#### Data supplied
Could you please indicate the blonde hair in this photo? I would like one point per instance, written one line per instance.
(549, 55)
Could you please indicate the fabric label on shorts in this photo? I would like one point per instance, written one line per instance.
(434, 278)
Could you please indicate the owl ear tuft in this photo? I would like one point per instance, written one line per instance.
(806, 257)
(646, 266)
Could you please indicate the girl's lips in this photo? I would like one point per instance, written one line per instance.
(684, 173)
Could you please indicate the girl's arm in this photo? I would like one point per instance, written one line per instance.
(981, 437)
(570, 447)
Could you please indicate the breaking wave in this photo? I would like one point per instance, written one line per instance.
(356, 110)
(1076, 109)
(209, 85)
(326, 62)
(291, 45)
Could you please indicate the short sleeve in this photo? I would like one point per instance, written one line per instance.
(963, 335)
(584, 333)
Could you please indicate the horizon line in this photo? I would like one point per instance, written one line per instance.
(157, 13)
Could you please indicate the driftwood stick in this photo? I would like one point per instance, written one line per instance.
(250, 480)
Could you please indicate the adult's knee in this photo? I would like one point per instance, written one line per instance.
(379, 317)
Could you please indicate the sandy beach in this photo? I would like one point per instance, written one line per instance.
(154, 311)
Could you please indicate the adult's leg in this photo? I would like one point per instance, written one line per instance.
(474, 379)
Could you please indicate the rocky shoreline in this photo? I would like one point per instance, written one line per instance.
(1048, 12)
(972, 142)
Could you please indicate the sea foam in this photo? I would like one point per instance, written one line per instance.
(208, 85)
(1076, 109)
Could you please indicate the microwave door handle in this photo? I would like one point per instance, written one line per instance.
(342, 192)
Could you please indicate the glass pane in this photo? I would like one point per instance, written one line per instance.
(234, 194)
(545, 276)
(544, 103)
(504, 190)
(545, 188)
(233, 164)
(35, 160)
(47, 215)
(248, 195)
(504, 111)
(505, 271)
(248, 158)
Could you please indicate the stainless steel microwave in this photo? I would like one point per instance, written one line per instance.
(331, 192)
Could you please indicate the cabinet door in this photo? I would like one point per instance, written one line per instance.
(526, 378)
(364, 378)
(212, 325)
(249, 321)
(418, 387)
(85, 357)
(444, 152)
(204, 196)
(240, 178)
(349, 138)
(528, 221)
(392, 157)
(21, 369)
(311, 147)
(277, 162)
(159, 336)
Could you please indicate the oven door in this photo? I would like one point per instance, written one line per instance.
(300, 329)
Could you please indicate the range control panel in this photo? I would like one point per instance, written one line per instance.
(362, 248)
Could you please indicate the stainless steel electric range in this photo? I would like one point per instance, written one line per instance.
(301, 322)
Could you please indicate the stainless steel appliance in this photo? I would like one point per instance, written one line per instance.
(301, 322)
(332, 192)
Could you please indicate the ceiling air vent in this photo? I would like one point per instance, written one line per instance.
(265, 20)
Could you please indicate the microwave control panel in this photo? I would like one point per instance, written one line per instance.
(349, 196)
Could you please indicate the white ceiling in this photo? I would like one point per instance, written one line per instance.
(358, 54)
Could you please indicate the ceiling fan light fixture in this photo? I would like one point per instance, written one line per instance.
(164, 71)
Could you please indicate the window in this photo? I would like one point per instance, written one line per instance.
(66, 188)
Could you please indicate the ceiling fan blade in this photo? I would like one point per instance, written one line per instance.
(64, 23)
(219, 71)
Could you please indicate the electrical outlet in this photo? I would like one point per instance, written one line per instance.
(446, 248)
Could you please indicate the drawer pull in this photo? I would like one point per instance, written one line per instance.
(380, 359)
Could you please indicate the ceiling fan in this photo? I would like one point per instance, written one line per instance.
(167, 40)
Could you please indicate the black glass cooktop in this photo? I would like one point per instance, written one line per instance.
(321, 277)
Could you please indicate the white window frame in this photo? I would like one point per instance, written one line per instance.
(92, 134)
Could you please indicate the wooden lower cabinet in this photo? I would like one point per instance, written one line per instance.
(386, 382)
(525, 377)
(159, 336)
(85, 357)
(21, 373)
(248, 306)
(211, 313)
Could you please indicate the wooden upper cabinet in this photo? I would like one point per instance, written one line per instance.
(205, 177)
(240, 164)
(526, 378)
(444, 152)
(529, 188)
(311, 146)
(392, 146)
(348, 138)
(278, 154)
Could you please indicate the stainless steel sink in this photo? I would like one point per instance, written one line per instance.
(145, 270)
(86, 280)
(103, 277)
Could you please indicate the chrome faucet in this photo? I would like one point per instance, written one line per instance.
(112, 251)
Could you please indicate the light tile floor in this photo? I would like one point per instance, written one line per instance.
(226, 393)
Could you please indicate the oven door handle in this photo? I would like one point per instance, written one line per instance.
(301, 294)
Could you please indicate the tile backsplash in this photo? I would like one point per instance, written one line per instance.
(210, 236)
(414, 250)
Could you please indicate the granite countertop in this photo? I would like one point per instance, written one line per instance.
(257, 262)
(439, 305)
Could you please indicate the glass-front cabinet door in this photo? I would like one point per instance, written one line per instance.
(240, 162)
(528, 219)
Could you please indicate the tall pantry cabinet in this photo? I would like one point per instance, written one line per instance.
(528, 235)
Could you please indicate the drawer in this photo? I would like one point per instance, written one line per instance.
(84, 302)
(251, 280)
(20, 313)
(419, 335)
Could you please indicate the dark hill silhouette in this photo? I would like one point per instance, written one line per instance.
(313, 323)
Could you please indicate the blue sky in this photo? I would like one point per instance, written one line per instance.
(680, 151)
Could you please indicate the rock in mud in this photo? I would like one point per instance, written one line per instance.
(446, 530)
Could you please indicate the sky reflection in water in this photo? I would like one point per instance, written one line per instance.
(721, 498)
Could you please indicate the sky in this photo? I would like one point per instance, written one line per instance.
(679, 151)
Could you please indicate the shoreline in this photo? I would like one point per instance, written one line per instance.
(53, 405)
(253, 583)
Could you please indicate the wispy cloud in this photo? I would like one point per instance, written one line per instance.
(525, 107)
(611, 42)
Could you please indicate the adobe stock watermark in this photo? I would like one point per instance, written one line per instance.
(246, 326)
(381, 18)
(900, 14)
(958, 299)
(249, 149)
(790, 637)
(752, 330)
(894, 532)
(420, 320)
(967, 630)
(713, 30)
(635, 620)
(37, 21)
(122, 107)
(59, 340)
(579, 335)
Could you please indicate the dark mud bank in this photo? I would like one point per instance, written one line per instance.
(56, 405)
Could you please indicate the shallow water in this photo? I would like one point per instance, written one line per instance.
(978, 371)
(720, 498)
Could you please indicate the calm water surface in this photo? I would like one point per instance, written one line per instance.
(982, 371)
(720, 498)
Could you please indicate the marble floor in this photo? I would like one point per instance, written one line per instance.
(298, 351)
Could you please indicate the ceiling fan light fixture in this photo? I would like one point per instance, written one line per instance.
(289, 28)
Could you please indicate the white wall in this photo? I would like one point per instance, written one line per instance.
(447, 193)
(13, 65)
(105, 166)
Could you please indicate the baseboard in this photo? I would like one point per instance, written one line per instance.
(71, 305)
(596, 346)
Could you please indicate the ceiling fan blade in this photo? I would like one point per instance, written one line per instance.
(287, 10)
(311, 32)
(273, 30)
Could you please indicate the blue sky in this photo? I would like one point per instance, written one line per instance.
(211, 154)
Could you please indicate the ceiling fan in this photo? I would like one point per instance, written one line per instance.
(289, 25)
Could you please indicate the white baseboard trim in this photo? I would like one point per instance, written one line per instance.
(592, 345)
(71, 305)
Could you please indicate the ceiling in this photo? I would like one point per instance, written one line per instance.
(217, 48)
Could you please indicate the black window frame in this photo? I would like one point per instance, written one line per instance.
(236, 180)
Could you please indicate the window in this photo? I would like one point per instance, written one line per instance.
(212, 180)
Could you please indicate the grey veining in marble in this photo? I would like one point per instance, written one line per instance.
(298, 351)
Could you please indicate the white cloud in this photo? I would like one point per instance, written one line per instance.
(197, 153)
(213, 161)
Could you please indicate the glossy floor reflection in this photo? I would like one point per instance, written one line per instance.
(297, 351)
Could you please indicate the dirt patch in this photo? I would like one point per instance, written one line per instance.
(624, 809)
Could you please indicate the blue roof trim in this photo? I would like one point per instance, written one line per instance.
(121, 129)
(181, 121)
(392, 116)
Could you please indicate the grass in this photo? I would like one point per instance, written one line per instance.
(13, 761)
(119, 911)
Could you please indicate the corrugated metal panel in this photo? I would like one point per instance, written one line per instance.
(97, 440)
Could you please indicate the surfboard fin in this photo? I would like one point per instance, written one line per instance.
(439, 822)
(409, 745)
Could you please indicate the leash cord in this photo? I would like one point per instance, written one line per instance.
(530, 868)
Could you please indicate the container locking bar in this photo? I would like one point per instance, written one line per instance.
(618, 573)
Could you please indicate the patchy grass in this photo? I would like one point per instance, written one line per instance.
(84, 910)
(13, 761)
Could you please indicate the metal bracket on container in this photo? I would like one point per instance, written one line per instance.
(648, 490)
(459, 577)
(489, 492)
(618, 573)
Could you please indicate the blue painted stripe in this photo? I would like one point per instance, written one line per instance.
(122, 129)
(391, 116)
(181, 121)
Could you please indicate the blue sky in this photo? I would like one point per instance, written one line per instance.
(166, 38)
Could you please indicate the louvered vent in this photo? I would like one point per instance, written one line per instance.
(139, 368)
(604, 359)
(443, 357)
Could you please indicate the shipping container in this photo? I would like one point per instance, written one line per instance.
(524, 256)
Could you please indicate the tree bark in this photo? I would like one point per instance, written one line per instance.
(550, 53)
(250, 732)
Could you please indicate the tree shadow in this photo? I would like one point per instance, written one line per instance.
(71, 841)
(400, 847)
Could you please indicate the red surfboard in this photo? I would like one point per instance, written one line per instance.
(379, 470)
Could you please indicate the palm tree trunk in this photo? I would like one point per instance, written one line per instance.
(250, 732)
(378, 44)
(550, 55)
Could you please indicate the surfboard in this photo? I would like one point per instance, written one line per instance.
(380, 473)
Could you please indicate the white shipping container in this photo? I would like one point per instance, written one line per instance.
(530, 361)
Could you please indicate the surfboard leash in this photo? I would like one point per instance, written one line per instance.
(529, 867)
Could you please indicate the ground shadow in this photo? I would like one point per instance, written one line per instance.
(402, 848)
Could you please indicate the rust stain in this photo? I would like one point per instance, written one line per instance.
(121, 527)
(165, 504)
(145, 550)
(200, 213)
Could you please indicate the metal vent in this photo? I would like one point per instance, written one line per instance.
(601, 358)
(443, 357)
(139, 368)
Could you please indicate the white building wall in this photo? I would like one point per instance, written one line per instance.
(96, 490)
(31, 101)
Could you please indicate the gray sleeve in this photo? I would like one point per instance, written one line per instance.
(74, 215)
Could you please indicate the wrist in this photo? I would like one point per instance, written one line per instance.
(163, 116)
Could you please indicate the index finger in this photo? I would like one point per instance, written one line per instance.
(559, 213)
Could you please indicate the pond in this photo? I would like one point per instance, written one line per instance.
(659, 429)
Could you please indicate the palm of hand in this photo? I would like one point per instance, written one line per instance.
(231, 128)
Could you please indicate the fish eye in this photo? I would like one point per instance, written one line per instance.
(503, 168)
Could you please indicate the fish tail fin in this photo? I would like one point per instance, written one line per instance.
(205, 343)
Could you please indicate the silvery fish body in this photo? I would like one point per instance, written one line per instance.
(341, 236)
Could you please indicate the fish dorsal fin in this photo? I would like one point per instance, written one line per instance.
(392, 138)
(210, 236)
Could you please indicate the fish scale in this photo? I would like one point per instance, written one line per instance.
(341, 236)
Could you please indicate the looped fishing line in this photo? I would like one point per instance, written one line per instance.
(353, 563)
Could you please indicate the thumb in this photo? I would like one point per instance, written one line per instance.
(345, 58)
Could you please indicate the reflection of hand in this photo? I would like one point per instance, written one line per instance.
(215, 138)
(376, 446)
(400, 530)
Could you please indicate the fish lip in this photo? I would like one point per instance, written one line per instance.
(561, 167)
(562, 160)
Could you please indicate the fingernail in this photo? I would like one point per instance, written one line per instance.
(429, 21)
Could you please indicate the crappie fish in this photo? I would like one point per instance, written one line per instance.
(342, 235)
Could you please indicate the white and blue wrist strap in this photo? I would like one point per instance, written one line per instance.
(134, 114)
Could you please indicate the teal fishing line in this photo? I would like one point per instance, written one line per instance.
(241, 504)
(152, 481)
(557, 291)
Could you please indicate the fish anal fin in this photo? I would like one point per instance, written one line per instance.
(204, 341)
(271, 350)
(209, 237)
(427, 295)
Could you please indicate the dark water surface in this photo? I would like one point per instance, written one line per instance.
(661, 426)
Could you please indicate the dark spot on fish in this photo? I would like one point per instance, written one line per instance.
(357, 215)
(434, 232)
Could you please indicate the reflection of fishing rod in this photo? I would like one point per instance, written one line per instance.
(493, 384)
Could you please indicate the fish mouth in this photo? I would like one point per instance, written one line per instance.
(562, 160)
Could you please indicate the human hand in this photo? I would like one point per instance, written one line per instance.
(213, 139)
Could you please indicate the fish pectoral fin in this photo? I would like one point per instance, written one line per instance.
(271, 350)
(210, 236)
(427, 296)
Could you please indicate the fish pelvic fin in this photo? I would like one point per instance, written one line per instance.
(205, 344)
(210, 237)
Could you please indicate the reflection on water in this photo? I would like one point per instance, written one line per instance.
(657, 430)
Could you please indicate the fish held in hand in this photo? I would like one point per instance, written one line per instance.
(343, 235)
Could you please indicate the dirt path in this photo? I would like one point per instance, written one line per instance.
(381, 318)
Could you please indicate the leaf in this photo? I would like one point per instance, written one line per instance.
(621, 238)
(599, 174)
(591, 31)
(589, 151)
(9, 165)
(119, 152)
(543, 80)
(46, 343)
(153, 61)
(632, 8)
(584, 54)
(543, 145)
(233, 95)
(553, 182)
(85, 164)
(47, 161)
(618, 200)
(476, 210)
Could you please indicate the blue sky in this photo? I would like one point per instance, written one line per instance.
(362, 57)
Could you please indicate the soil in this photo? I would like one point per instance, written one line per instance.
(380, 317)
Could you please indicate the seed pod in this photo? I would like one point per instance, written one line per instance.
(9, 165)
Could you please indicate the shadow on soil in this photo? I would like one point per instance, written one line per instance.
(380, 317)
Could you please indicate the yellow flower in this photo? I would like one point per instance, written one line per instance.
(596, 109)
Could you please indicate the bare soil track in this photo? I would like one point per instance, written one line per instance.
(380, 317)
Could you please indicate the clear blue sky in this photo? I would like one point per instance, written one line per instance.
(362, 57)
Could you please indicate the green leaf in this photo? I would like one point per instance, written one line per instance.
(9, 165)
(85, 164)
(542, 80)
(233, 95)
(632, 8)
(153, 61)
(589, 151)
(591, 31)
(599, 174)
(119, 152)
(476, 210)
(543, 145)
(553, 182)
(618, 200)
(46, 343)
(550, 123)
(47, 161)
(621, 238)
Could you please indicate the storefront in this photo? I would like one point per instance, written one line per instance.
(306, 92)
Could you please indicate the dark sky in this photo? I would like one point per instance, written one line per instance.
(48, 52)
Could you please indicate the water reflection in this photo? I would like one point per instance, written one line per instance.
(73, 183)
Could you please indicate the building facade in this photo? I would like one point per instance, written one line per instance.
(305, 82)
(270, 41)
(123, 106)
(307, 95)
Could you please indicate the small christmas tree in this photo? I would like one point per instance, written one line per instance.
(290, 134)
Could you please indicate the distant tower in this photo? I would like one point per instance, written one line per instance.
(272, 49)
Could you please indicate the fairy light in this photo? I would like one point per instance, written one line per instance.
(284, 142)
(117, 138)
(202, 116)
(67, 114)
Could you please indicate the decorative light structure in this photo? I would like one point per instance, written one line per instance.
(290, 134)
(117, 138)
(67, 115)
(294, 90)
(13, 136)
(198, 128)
########
__Problem description__: Restate word for word the lines from the one holding "Could you please indicate the small" to the end of the listing, both ends included, and nothing more.

__Problem solution__:
Could you please indicate the small christmas tree in this photo? I would like one point per instance, written one line per instance.
(290, 134)
Could you please indicate the distant tower in this photo? I would like one point per instance, written one line per instance.
(272, 49)
Could you please indicate the fairy light in this photo? I would like one point per instance, written one line per instance.
(284, 142)
(117, 138)
(202, 116)
(67, 114)
Could you please indicate the decorative light structure in this photo? I would like one point per instance, written one line per instance.
(290, 134)
(117, 138)
(67, 115)
(294, 90)
(13, 136)
(198, 128)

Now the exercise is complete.